- _Bloc de texte_
- - - - - - -
Au Rouge du Poivre, les papilles font la ola dans le chaudron de Sclessin



Printemps 2004, j'ai quinze ans. Avec une bande de copines, on décide de s'encanailler comme seules des filles de bonne famille éduquées dans un collège jésuite peuvent le faire : en allant au Standard. Et en T3, s'il vous plaît. Ouais, gros. 

On nous parle d'émeutes, de baston, on craint que le rouge omniprésent ne soit en réalité celui du sang, et puis en fait, à part quelques bières lancées dans l'air, c'est vachement bon enfant. Bien qu'on ait retourné nos armoires pour des vêtements écarlates, on fait carrément tache, voire même, on en est recouvertes après qu'une bière égarée nous ait atterri sur la tête. Certes, l'ambiance est bouillonnante, mais regarder des gens courir dans tous les sens, au bout d'un moment, c'est plutôt rasant. Allez, on a bien rigolé, mais les matches, pour nous, c'est terminé.

D'ailleurs à l'été 2015, si je tombe amoureuse de Clem ce soir là sous la Passerelle, c'est parce que je le trouve sublime, certes, parce qu'il est marrant et intelligent, mais la cerise sur le gâteau, c'est qu'il m'annonce détester le foot. Fini à vie de faire semblant de m'y intéresser, je suis amoureuse et apaisée.
- - - - - - -
- _Lignes de données_
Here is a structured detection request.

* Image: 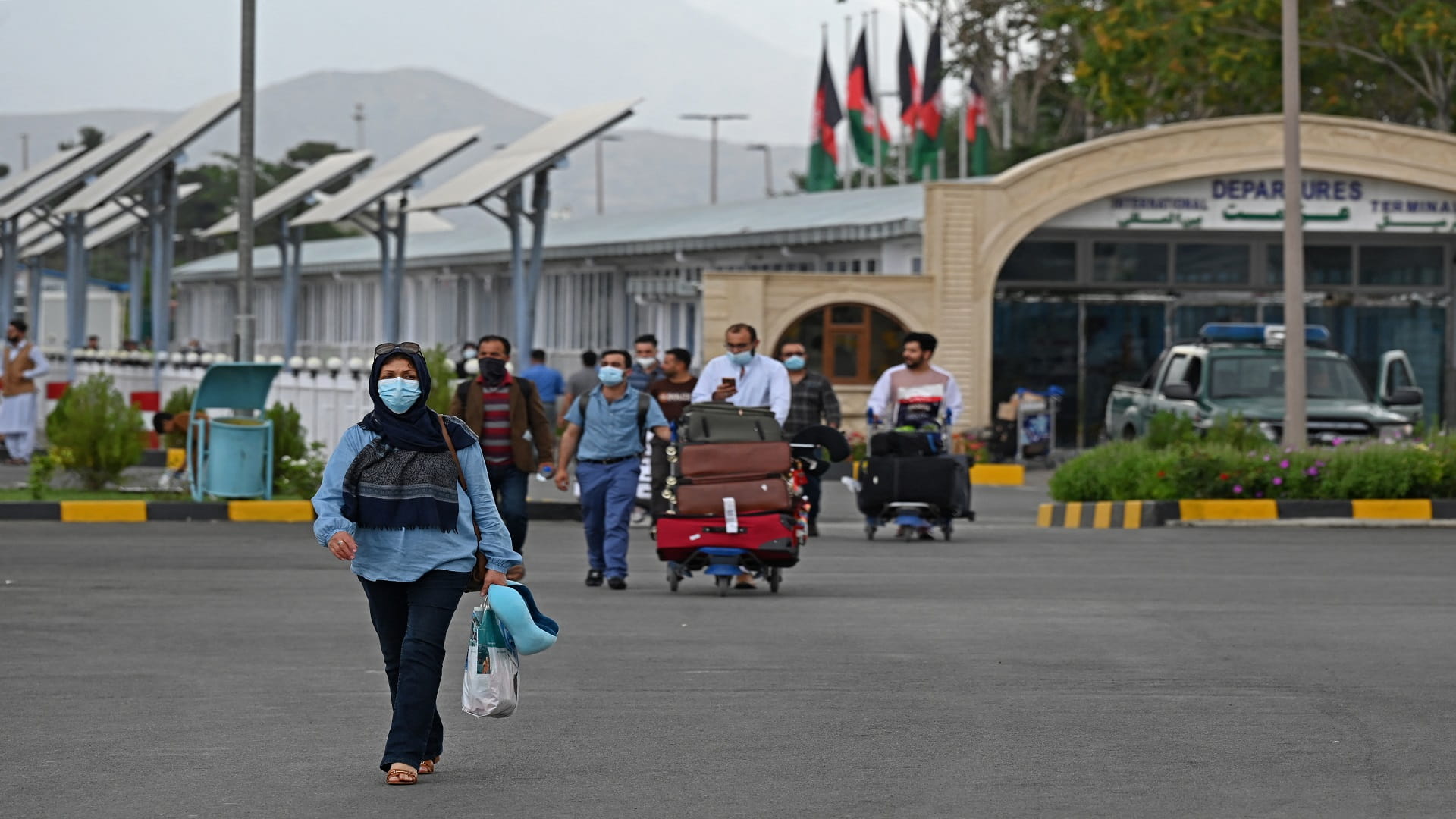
- - - - - - -
- _Tâches à réaliser_
1. Recopiez le passage du bloc de texte compris entre « On nous parle » et « amoureuse et apaisée. », bornes incluses.
2. D'après le bloc de texte, que Clem annonce-t-il détester ?

- _Réponses_
1.
On nous parle d'émeutes, de baston, on craint que le rouge omniprésent ne soit en réalité celui du sang, et puis en fait, à part quelques bières lancées dans l'air, c'est vachement bon enfant. Bien qu'on ait retourné nos armoires pour des vêtements écarlates, on fait carrément tache, voire même, on en est recouvertes après qu'une bière égarée nous ait atterri sur la tête. Certes, l'ambiance est bouillonnante, mais regarder des gens courir dans tous les sens, au bout d'un moment, c'est plutôt rasant. Allez, on a bien rigolé, mais les matches, pour nous, c'est terminé.

D'ailleurs à l'été 2015, si je tombe amoureuse de Clem ce soir là sous la Passerelle, c'est parce que je le trouve sublime, certes, parce qu'il est marrant et intelligent, mais la cerise sur le gâteau, c'est qu'il m'annonce détester le foot. Fini à vie de faire semblant de m'y intéresser, je suis amoureuse et apaisée.

2. Le foot.